* _Given request_: Give only the number of lines in the items below that contain the string "TARGET". Case counts.

* _Records provided_:
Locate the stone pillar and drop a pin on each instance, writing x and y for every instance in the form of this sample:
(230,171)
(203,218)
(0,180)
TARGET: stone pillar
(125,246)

...

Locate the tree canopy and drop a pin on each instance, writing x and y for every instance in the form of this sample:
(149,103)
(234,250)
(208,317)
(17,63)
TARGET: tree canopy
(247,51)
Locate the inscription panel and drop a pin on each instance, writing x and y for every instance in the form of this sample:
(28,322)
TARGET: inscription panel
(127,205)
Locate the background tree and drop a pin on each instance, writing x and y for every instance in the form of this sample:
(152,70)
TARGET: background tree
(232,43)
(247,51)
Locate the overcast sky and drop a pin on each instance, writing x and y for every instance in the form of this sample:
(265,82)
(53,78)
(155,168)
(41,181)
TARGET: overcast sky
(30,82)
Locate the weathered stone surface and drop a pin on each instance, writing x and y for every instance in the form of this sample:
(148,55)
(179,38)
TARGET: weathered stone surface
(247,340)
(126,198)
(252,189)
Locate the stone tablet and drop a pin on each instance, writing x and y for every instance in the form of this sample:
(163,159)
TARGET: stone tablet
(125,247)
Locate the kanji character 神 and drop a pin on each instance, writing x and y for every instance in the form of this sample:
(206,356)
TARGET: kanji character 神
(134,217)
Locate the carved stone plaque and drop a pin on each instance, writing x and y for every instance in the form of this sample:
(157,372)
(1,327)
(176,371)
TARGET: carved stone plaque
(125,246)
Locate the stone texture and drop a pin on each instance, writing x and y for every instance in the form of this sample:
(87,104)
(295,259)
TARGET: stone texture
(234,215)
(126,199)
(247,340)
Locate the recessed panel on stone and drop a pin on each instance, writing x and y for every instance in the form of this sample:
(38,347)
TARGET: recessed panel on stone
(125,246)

* _Solution for this exercise_: 11